Source extract>
[START]

5

I am looking for some map which has fixed keys (fixed during initialization) and that does faster look-up. It may not support adding/updating elements later. Is there some algorithm which looks the list of keys and formulates a function so that it is faster to look-up later. In my case, keys are strings.

Update:

Keys are not known at compile time. But during initialization time of the application. There wont be any further insertions later but there will be lots of look-ups. So I want look-ups to be optimized.

balki
  • 26,394
  • 30
  • 105
  • 151
  • 3
    Look at [gperf](http://www.gnu.org/s/gperf/), it facilitates perfect hashing at compile time when all the keys for the hash table are known. – Seth Carnegie Dec 08 '11 at 09:50

4 Answers4

3

CMPH may be what you're looking for. Basically this is gperf without requiring the set at compile-time.

Though of course std::unordered_map as by C++11 might just do too, though possibly with a few collisions.

Since you lookup strings, for strings, a trie (any of the different trie flavours, crit-bit or whatever funky names they have) may also be worthwhile to look into, especially if you have many of them. There are a lot of free trie implementations freely available.

[END]

Material shown>
[START]

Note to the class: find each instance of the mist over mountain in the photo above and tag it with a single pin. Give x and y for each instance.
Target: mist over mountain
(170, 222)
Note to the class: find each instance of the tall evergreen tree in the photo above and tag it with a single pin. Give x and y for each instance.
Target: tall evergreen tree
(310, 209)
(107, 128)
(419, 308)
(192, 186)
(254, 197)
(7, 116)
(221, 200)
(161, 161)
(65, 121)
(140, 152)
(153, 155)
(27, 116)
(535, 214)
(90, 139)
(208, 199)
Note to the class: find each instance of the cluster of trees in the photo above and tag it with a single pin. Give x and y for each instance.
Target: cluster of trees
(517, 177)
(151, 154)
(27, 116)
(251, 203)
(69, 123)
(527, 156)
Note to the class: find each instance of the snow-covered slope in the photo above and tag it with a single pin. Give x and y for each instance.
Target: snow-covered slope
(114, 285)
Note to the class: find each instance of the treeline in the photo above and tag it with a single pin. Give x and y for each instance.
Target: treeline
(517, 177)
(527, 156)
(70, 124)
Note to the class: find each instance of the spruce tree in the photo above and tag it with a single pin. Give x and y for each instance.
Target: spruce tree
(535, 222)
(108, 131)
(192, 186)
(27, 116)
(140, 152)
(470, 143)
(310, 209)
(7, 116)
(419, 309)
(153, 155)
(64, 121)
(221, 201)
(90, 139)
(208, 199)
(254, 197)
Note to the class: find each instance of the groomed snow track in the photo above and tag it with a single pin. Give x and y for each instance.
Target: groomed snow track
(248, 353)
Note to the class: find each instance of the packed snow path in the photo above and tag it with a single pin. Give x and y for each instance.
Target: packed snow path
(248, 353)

[END]

Work to complete>
(A) From the thread on fixed-key maps, extract the passage word for word, beginning at the words "CMPH may be" and stopping after "implementations freely available.".
(B) In the thread on fixed-key maps, how does the answer describe CMPH in comparison with gperf?
Work only from the thread on fixed-key maps, not from the records.

The responses>
(A)
CMPH may be what you're looking for. Basically this is gperf without requiring the set at compile-time.

Though of course std::unordered_map as by C++11 might just do too, though possibly with a few collisions.

Since you lookup strings, for strings, a trie (any of the different trie flavours, crit-bit or whatever funky names they have) may also be worthwhile to look into, especially if you have many of them. There are a lot of free trie implementations freely available.

(B) It describes CMPH as basically gperf without requiring the set at compile-time.